▶ [Work request]: From the line containing "[ ] a keypoint" to the end of the entries, return every line exactly, both ends included, and add nothing.

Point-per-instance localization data
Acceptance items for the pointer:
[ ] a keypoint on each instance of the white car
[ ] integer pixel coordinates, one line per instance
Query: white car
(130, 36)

▶ [Written solution]:
[ ] a keypoint on each instance of the white car
[ ] integer pixel coordinates, one line per instance
Query: white car
(130, 36)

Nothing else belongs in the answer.